Начать следует с гендерных характеристик: древнегреческие кентавры неизменно однополы. “Кентаврессы” начинают появляться в античной изобразительной традиции очень поздно — уже в эллинистическую и римскую эпохи, тогда же, когда другие греческие “иппоандры”, сатиры, приобретают (через ассоциацию с Паном) вместо конских ног и хвостов несвойственные им от природы козлиные. По справедливому замечанию М. Паджетта, и кентавры, и сатиры “агрессивно маскулинны”, едва ли не единственное их стремление — это стремление к удовлетворению страсти к “сексу, еде и выпивке”4. При этом единственная сфера из трех, в которой кентавры, вне всякого сомнения, успешны, — это добыча продуктов питания, причем достаточно специфических. Кентавры — прирожденные охотники, и обычный атрибут этих существ в архаической иконографии — переброшенное через плечо цельное дерево, необработанное, с ветвями и листьями, к которому подвешена охотничья добыча — тоже необработанные туши убитых животных. Об успехах сатиров в этой области нам ничего неизвестно. Однако, судя по тому, что в смежной области — войне — кентавры агрессивны и регулярно поставляют героям сопоставимых с ними по доблести противников, сатиры же трусливы и смешны, охотники из сатиров должны получаться не слишком удачливые. В том же, что касается вина и секса, как кентавры, так и сатиры — действительно нелюди, хотя и каждый на свой манер. Кентавры, выпив вожделенного напитка, впадают в буйство и проявляют свои самые дурные, “звериные”, античеловеческие качества. Сатиры идут тем же путем, с понятной поправкой на проявляющиеся свойства: вместо агрессивности, нарушения законов гостеприимства и договорных обязательств они выказывают другие, противоположные по шкале героическое/шутовское, но равно неприемлемые формы хюбриса — эгоцентризм, неразборчивость и т.д.

◆ **ПРЕДОСТАВЛЕННЫЕ СТРОКИ**:
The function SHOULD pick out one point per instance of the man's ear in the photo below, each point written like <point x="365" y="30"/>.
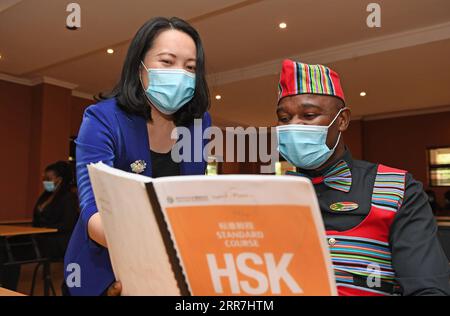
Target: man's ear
<point x="345" y="119"/>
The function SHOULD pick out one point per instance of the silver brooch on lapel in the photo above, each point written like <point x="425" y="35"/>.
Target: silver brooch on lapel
<point x="138" y="166"/>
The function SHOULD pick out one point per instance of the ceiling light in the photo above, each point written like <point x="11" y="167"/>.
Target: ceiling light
<point x="282" y="25"/>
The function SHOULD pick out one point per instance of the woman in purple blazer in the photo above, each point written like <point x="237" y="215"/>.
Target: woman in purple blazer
<point x="162" y="87"/>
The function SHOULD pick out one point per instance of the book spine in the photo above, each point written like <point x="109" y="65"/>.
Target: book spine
<point x="168" y="242"/>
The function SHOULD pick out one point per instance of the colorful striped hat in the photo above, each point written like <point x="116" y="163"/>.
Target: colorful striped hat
<point x="298" y="78"/>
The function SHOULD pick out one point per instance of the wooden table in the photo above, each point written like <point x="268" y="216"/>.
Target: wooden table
<point x="22" y="221"/>
<point x="13" y="230"/>
<point x="6" y="292"/>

◆ **ЗАДАНИЯ ДЛЯ ВЫПОЛНЕНИЯ**:
1: Перепишите строки от той, где есть «of the silver», до последней строки включительно, заменив «Target» на «Object». Больше ничего не меняйте.
2: Допишите следующую часть отрывка о кентаврах и сатирах.
Отрывок и строки никак не связаны между собой.

◆ **ОТВЕТЫ ПО ЗАДАНИЯМ**:
1:
The function SHOULD pick out one point per instance of the silver brooch on lapel in the photo above, each point written like <point x="425" y="35"/>.
Object: silver brooch on lapel
<point x="138" y="166"/>
The function SHOULD pick out one point per instance of the ceiling light in the photo above, each point written like <point x="11" y="167"/>.
Object: ceiling light
<point x="282" y="25"/>
The function SHOULD pick out one point per instance of the woman in purple blazer in the photo above, each point written like <point x="237" y="215"/>.
Object: woman in purple blazer
<point x="162" y="87"/>
The function SHOULD pick out one point per instance of the book spine in the photo above, each point written like <point x="109" y="65"/>.
Object: book spine
<point x="168" y="242"/>
The function SHOULD pick out one point per instance of the colorful striped hat in the photo above, each point written like <point x="116" y="163"/>.
Object: colorful striped hat
<point x="298" y="78"/>
The function SHOULD pick out one point per instance of the wooden table in the photo above, each point written like <point x="268" y="216"/>.
Object: wooden table
<point x="22" y="221"/>
<point x="13" y="230"/>
<point x="6" y="292"/>

2:
Но главная область, в которой и тех, и других подстерегают неизбежные и неизменные неудачи, — это секс с женщинами. Сатиры постоянно преследуют менад, женскую часть фантастической свиты Диониса, однако, судя по всему, никто и никогда в греческой архаике и классике не изображал сатира, совокупляющегося с менадой или с другой “человекоподобной” женщиной — при изобилии сцен, в которых сатиры совокупляются с кем и чем угодно, от товарищей-сатиров до животных и неодушевленных предметов5. Сексуальная неуспешность сатиров в отношениях с “нормальными” женщинами носит характер тотальный и принципиальный. То же можно сказать и в отношении кентавров: в большинстве связанных с ними сюжетов6 они так или иначе пытаются “вступить в брак” с человеческими женщинами, делают это откровенно неподобающими, хюбристическими способами и несут за это жестокое наказание. Помимо очевидного в данном случае сюжета о свадьбе Пирифоя и Ипподамии, можно вспомнить сюжеты о Геракле-Деянире-Нессе или о двух кентаврах, Хюлее и Ройке, пытавшихся изнасиловать Аталанту.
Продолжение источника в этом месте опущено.